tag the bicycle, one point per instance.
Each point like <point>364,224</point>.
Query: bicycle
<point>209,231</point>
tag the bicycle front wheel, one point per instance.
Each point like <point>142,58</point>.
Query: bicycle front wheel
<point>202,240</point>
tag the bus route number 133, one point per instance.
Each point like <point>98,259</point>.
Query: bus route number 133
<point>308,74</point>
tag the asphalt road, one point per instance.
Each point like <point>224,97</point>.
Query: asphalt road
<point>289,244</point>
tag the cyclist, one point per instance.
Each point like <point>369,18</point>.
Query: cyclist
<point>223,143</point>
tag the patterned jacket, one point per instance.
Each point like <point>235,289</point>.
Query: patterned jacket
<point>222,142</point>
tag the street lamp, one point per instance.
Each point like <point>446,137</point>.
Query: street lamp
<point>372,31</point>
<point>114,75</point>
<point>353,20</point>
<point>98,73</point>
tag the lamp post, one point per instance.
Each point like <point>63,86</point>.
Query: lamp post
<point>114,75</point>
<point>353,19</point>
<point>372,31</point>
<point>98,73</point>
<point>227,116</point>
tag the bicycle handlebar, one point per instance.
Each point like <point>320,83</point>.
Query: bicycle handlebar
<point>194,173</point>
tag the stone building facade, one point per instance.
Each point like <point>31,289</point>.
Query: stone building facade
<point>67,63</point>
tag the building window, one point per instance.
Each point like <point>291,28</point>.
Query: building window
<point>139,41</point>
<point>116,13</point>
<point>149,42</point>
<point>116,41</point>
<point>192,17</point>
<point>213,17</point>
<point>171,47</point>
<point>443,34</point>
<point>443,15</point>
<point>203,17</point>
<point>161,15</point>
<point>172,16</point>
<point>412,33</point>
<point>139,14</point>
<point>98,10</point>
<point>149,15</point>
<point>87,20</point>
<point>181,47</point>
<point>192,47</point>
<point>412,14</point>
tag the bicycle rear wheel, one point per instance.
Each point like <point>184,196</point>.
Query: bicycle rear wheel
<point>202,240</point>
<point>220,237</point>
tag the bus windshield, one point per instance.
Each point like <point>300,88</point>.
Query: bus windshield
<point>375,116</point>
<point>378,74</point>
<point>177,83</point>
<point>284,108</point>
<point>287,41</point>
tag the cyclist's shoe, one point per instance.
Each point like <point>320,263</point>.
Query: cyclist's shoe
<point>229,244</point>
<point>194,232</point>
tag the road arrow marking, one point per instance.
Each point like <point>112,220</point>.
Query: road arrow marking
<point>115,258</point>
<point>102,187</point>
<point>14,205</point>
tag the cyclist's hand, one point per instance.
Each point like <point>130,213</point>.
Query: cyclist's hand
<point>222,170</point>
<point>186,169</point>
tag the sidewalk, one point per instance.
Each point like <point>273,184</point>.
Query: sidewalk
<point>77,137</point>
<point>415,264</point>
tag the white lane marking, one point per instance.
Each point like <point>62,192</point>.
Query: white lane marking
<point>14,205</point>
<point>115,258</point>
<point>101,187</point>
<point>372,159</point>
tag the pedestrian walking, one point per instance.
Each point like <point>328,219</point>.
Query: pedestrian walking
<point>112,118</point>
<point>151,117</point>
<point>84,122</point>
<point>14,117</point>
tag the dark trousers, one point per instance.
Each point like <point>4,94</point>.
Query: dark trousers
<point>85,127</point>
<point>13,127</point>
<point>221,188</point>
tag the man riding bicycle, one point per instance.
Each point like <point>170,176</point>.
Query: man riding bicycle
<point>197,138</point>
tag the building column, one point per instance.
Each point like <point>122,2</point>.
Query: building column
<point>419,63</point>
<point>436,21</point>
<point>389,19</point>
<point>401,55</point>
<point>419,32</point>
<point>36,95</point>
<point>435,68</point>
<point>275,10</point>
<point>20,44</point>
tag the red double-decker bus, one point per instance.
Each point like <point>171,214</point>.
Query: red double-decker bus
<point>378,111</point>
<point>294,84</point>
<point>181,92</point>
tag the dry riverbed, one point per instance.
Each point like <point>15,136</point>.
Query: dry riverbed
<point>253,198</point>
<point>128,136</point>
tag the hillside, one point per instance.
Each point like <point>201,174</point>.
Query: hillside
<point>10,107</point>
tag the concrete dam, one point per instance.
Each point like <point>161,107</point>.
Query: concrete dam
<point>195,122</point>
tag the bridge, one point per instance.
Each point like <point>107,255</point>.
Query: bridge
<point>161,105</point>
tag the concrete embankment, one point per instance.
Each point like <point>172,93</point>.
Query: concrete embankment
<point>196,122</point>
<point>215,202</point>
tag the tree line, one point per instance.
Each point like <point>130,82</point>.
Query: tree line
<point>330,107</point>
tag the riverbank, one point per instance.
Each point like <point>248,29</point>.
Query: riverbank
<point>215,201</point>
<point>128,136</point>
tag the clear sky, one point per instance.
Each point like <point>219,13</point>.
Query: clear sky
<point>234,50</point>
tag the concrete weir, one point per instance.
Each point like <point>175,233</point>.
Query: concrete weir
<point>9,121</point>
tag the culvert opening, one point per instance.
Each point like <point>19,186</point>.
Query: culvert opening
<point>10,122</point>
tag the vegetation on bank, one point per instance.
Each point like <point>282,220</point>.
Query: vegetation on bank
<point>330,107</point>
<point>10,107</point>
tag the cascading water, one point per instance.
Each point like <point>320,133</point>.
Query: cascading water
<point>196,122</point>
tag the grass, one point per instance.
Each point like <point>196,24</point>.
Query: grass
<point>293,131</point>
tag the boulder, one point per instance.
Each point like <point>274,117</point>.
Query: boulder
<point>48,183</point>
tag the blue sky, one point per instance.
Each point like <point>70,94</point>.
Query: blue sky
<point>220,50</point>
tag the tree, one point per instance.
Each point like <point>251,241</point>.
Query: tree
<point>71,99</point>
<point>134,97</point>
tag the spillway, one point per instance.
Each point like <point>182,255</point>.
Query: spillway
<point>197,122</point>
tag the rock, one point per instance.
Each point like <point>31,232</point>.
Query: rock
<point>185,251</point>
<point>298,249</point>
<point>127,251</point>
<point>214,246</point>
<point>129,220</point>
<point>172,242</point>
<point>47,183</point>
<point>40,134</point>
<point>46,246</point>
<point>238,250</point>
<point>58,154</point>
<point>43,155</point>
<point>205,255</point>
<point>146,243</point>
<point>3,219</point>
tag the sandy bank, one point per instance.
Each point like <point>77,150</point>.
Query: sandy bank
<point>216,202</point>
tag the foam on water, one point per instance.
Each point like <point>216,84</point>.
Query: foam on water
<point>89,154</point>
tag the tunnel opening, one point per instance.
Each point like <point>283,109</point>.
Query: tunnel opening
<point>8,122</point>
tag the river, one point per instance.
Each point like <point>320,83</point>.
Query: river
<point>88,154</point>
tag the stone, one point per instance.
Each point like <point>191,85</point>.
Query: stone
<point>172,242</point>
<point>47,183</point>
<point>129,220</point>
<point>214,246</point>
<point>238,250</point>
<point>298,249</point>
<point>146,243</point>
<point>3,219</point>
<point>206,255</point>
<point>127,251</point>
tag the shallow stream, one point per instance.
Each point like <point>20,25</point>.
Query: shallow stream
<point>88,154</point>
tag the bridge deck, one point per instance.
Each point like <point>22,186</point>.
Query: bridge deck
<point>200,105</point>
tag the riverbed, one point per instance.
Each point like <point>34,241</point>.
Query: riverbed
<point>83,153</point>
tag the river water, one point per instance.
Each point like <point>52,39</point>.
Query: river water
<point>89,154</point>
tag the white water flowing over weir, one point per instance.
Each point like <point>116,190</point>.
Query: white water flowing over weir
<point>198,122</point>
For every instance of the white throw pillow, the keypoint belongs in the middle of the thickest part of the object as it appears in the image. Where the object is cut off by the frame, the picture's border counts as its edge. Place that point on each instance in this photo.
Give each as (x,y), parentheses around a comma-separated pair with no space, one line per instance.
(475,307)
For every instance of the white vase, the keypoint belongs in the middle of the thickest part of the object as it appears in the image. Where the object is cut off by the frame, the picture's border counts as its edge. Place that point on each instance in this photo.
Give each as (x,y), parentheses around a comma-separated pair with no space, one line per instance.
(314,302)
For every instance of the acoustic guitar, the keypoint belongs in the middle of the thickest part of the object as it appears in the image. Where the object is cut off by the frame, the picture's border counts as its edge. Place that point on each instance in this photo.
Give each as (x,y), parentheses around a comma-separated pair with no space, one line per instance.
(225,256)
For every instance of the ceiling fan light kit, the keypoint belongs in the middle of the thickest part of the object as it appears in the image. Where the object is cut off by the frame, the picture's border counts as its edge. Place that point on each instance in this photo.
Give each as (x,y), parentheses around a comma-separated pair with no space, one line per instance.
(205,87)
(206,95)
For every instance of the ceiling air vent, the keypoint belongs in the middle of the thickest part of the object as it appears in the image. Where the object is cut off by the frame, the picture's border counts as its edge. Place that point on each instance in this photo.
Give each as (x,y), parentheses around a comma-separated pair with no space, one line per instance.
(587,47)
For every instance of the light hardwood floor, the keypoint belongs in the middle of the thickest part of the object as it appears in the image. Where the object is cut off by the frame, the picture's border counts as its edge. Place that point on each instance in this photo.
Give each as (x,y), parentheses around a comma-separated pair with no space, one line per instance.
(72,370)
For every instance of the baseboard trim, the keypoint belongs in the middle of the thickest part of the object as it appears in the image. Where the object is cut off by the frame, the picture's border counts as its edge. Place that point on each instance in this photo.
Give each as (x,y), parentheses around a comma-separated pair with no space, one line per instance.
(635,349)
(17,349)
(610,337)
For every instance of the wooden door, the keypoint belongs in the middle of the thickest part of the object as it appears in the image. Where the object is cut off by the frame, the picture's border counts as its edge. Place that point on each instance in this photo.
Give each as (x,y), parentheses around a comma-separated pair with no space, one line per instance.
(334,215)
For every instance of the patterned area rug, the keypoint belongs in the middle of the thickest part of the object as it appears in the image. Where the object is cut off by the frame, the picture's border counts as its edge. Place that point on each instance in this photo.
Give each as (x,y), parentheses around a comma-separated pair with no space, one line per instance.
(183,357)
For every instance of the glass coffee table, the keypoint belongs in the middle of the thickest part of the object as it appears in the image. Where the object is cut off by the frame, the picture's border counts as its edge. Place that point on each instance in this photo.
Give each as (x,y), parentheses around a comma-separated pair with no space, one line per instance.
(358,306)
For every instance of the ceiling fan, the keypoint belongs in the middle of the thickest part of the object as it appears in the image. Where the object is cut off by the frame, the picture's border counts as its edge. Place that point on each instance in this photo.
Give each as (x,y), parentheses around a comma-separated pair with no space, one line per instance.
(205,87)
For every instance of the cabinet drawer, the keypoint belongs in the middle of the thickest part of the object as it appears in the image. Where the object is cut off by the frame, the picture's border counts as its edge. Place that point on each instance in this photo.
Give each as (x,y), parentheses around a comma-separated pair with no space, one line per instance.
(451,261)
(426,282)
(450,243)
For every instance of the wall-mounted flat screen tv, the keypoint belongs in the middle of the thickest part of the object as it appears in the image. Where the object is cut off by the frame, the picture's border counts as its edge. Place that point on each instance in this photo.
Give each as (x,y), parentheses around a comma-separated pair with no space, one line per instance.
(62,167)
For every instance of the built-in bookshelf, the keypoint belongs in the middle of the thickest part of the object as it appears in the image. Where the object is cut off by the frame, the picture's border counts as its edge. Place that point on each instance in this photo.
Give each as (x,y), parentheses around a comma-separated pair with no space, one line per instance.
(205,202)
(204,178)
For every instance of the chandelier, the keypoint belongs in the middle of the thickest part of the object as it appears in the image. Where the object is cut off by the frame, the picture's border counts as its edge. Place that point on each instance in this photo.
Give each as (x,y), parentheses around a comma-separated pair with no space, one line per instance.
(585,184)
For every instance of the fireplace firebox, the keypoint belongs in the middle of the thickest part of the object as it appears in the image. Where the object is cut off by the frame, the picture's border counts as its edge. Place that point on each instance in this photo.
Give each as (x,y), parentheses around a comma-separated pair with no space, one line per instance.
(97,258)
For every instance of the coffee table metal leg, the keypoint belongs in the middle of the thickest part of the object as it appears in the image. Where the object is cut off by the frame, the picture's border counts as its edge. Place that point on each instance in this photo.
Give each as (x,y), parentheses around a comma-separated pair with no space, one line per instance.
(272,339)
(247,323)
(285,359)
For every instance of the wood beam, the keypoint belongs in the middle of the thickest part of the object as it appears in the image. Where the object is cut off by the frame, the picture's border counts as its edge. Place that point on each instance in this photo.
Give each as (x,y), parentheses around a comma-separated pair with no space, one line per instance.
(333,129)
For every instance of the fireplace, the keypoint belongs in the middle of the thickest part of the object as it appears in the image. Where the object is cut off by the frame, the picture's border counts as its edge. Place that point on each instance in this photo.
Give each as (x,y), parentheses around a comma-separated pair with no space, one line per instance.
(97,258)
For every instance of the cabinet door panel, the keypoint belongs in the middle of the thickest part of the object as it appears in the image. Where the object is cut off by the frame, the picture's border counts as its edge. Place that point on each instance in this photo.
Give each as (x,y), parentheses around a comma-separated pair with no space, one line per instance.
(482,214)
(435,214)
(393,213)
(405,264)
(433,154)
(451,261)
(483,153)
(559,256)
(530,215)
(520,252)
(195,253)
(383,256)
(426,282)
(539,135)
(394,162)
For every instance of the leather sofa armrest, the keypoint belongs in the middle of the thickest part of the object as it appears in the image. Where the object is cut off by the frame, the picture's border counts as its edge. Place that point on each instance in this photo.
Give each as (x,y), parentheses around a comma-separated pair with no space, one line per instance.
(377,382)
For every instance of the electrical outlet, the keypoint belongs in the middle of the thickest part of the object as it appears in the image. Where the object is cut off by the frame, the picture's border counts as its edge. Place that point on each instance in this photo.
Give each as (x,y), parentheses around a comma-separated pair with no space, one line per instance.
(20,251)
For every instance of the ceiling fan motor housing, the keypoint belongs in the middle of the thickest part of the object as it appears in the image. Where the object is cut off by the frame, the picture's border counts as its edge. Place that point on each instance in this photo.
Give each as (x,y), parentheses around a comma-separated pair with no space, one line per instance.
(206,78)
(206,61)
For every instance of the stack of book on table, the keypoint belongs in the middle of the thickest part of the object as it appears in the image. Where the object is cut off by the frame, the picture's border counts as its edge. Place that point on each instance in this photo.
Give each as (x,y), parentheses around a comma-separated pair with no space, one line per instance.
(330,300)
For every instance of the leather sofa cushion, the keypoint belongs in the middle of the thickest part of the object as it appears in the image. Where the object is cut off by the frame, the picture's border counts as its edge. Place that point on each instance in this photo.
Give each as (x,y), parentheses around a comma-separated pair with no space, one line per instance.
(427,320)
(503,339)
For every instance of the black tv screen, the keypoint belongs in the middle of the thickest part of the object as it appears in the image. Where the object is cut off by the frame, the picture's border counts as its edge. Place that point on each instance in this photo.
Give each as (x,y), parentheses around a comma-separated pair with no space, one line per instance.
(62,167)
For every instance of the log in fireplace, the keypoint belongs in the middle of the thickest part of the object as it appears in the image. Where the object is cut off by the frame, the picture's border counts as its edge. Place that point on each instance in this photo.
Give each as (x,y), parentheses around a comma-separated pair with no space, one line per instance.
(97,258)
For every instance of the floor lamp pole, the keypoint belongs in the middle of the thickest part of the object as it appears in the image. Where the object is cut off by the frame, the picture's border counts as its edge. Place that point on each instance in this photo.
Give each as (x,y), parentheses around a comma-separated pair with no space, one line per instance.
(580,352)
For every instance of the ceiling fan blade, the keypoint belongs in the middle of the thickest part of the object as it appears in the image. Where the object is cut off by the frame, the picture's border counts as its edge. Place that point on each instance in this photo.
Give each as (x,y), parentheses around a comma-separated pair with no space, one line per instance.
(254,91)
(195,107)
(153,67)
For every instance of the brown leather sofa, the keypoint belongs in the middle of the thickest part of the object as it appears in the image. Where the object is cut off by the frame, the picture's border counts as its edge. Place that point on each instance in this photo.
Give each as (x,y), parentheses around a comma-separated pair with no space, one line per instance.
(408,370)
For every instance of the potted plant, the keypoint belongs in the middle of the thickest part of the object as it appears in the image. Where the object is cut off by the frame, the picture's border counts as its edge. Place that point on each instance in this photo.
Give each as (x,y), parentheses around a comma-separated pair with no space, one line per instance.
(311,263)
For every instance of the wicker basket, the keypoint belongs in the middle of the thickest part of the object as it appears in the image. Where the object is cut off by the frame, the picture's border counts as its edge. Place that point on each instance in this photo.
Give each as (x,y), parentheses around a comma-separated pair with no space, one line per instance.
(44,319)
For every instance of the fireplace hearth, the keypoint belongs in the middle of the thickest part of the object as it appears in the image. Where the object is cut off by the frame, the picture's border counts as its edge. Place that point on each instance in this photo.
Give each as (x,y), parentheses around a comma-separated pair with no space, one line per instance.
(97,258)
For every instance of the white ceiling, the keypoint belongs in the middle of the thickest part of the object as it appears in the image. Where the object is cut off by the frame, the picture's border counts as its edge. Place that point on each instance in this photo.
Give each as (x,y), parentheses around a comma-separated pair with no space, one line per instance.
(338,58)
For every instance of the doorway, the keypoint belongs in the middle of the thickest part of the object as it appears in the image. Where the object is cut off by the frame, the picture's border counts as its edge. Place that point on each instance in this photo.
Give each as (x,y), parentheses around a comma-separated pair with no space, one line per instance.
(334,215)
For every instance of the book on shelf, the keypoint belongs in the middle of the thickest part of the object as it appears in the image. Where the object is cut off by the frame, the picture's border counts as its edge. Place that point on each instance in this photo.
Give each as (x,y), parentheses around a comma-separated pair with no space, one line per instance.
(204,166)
════════
- [WHAT YOU NEED TO DO]:
All that is wanted is a faithful reproduction of the line above with "Query: sidewalk", the line with "Each point like <point>4,94</point>.", and every line in between.

- [EXPECTED ANSWER]:
Query: sidewalk
<point>77,137</point>
<point>415,264</point>
tag the white lane marking, one point per instance.
Each point like <point>62,192</point>.
Query: white lane marking
<point>14,205</point>
<point>115,258</point>
<point>101,187</point>
<point>372,159</point>
tag the pedestrian walking, one point per instance.
Each point like <point>328,219</point>.
Query: pedestrian walking
<point>112,118</point>
<point>151,117</point>
<point>84,122</point>
<point>14,117</point>
tag the dark trousers, one point per instance.
Each point like <point>4,94</point>.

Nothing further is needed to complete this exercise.